## Do this
Turn the stretch of the records from the line containing "Target: plywood platform top" through the final line into a Markdown table with the columns Row and Line. Number each line in order and leave out blank lines.

## Provided material
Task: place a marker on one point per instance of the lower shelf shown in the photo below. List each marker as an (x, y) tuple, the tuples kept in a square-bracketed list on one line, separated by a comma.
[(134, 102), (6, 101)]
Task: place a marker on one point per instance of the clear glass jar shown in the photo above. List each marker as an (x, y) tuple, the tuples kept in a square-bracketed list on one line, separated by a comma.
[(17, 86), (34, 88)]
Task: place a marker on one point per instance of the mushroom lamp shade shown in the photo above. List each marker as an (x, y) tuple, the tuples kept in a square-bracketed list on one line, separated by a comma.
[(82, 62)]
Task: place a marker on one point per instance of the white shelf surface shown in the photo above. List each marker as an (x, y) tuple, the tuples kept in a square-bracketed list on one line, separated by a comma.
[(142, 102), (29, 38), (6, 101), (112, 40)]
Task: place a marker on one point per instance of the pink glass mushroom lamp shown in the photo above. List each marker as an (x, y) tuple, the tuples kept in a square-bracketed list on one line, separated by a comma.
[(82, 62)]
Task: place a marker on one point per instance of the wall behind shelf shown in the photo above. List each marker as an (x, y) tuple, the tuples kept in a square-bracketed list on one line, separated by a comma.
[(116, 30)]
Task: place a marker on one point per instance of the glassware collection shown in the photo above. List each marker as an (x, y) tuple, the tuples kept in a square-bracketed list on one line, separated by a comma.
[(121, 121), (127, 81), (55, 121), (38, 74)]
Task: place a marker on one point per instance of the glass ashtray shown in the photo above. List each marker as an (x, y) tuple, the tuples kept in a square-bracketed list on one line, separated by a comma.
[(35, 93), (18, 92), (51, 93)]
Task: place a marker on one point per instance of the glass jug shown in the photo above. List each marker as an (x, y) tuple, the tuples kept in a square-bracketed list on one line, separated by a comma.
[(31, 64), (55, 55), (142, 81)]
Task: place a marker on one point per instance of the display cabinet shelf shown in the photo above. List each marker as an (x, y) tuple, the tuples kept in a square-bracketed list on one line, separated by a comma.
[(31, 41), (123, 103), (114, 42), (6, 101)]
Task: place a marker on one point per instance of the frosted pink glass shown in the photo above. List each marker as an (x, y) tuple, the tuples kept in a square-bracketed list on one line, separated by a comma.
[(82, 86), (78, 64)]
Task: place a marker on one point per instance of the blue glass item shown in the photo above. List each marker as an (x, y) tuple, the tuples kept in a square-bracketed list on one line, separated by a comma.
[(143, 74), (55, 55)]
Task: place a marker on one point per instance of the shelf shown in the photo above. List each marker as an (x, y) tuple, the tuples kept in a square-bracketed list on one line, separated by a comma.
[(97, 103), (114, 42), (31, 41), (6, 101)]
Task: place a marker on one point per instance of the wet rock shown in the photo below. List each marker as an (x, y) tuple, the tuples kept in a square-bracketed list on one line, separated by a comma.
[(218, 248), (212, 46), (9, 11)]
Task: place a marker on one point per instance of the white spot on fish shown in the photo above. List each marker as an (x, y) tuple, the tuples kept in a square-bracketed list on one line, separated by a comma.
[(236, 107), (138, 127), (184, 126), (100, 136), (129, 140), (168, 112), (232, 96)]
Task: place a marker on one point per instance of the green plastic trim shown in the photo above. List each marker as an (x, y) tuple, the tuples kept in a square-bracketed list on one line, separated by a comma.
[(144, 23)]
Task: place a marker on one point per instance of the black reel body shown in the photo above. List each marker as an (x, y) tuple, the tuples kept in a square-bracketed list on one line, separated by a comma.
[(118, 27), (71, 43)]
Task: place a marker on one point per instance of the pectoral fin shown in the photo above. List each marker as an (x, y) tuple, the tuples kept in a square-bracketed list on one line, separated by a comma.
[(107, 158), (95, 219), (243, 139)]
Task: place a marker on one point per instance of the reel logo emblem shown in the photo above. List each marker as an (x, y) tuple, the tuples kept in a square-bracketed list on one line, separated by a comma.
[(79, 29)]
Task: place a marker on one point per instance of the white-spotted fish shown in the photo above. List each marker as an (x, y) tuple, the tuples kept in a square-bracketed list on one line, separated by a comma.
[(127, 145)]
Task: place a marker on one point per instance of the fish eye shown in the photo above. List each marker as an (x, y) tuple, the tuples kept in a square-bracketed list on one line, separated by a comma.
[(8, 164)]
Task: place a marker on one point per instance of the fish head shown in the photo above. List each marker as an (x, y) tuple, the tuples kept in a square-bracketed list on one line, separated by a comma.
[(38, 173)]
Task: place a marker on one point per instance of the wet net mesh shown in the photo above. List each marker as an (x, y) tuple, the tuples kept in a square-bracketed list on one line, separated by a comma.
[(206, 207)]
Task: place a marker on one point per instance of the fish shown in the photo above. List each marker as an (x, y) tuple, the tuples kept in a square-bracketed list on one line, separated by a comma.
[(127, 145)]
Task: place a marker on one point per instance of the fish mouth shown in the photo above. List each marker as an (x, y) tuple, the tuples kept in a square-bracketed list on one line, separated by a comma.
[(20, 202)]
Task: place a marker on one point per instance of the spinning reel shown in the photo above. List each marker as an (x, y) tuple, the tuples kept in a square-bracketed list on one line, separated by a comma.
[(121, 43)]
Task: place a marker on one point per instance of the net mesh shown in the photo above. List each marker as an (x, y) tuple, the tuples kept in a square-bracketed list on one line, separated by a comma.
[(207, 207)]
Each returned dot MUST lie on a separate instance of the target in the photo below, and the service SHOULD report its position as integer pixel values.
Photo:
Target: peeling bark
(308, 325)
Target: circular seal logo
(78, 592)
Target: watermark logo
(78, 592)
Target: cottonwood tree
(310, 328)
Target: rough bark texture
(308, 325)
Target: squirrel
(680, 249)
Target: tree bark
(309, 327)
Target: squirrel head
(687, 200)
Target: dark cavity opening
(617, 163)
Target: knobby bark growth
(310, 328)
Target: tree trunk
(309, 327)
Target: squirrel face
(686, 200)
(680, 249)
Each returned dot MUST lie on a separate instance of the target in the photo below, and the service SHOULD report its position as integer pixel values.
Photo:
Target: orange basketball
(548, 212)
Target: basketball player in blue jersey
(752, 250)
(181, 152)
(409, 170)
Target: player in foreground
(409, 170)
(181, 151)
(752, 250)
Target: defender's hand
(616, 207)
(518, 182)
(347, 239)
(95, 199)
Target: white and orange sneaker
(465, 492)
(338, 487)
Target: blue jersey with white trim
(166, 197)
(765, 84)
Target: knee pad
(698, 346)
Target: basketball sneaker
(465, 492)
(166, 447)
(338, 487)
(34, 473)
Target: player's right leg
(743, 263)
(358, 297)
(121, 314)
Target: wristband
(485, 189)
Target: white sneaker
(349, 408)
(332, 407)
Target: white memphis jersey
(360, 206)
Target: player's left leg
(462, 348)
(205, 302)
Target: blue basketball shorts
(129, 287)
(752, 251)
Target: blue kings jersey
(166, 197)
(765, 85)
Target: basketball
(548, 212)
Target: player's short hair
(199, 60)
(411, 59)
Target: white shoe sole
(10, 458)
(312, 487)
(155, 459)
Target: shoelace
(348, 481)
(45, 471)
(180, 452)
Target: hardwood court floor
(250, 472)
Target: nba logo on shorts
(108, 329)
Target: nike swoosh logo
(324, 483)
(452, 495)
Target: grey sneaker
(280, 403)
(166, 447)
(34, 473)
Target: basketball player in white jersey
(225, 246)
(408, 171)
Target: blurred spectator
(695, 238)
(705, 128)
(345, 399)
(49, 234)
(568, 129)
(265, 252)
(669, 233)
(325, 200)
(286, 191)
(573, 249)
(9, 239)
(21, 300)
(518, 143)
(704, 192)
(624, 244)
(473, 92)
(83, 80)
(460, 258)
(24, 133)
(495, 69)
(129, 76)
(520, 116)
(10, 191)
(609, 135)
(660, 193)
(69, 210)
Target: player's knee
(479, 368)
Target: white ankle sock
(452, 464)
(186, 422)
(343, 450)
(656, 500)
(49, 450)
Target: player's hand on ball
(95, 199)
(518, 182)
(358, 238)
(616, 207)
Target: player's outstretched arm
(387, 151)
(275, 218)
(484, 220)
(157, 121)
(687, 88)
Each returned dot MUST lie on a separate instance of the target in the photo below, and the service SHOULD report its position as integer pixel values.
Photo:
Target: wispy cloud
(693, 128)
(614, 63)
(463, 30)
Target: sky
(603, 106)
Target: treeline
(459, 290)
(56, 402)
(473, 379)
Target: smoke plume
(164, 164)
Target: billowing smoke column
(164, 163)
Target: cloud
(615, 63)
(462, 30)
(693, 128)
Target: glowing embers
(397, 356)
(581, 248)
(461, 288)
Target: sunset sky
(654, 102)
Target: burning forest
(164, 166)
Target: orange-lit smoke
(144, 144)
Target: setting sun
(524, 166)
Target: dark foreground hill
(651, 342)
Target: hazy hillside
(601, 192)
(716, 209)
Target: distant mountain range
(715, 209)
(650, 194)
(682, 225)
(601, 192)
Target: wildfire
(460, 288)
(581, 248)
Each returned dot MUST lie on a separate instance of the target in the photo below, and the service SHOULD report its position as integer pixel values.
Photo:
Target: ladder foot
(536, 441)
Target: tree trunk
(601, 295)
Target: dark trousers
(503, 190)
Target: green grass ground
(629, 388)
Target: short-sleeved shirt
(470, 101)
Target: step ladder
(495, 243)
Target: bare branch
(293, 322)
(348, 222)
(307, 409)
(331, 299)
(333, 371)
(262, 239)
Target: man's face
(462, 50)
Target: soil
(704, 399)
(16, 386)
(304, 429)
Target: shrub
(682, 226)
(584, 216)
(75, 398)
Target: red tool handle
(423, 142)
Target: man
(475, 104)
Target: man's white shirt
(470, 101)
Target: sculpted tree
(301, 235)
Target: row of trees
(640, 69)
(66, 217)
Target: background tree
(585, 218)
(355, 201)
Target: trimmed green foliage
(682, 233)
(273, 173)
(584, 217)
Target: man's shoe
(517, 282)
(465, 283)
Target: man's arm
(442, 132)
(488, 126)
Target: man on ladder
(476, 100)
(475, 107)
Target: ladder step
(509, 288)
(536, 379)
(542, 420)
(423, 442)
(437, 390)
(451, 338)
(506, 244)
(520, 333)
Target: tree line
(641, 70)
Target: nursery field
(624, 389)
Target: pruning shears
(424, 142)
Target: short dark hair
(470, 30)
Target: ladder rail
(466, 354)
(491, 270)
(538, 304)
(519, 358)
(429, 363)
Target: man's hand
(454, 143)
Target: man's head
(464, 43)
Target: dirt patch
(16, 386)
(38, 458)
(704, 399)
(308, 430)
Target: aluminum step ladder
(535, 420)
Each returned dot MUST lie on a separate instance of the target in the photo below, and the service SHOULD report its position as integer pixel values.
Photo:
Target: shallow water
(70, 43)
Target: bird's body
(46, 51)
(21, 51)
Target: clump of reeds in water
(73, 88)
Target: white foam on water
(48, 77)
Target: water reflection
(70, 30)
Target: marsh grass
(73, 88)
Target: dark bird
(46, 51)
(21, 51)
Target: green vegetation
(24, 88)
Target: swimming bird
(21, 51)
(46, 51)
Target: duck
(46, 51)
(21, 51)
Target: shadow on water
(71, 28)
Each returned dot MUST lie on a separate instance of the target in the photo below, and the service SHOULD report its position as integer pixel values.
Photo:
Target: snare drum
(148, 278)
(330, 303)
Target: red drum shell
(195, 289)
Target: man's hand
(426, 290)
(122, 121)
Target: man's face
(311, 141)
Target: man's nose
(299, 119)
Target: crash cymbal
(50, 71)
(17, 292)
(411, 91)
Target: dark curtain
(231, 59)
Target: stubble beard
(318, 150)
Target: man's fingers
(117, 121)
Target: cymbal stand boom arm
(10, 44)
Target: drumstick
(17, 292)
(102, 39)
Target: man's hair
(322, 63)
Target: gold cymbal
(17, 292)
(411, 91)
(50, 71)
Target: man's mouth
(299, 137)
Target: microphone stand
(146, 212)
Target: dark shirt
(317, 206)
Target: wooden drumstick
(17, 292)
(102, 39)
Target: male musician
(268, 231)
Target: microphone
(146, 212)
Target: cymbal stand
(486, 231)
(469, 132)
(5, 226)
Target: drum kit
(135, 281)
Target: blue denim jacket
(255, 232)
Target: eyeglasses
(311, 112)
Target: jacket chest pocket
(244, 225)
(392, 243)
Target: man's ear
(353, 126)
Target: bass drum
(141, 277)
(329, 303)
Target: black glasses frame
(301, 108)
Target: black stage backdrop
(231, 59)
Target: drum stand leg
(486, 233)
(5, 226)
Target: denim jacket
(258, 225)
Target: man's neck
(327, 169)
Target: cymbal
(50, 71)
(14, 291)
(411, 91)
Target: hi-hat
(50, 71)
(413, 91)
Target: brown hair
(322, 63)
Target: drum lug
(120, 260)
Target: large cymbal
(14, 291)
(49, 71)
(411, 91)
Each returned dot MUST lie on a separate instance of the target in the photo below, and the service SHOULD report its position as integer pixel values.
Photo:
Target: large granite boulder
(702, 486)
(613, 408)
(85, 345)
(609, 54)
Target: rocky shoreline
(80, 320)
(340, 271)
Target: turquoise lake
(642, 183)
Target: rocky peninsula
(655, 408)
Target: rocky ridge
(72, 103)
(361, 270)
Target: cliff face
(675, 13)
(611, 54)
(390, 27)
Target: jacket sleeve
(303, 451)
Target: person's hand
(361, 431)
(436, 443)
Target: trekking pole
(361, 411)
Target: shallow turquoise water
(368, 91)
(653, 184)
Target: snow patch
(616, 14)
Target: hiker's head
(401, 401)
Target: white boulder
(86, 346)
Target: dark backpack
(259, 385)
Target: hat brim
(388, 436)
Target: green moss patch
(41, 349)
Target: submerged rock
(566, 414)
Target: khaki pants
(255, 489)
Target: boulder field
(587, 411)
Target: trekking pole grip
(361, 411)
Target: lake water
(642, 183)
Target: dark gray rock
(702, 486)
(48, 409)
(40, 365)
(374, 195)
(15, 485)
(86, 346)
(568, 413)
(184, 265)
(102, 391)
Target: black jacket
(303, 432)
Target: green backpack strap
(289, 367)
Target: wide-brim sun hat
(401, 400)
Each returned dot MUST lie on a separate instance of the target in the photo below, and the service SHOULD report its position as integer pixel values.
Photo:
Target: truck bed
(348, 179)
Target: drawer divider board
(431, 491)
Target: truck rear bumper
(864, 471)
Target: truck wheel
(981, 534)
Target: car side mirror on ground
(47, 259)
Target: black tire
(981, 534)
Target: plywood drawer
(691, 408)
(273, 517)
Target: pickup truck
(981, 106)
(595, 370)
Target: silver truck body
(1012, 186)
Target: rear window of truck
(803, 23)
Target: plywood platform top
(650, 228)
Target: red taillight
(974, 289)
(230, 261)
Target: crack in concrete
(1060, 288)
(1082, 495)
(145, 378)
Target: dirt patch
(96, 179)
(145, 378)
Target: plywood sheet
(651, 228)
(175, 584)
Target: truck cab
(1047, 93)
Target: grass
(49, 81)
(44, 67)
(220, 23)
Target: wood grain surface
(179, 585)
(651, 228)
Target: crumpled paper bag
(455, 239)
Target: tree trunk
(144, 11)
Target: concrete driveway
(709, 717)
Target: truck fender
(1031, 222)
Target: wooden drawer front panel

## Result for this exercise
| Row | Line |
|---|---|
| 1 | Target: plywood platform top |
| 2 | (650, 228) |
| 3 | Target: red taillight |
| 4 | (974, 289) |
| 5 | (230, 261) |
| 6 | Target: crack in concrete |
| 7 | (1060, 288) |
| 8 | (1082, 495) |
| 9 | (145, 378) |
| 10 | Target: dirt patch |
| 11 | (96, 179) |
| 12 | (145, 378) |
| 13 | Target: plywood sheet |
| 14 | (651, 228) |
| 15 | (175, 584) |
| 16 | Target: truck cab |
| 17 | (1047, 93) |
| 18 | Target: grass |
| 19 | (49, 81) |
| 20 | (44, 67) |
| 21 | (220, 23) |
| 22 | Target: wood grain surface |
| 23 | (179, 585) |
| 24 | (651, 228) |
| 25 | Target: crumpled paper bag |
| 26 | (455, 239) |
| 27 | Target: tree trunk |
| 28 | (144, 11) |
| 29 | Target: concrete driveway |
| 30 | (709, 717) |
| 31 | Target: truck fender |
| 32 | (1031, 222) |
| 33 | Target: wooden drawer front panel |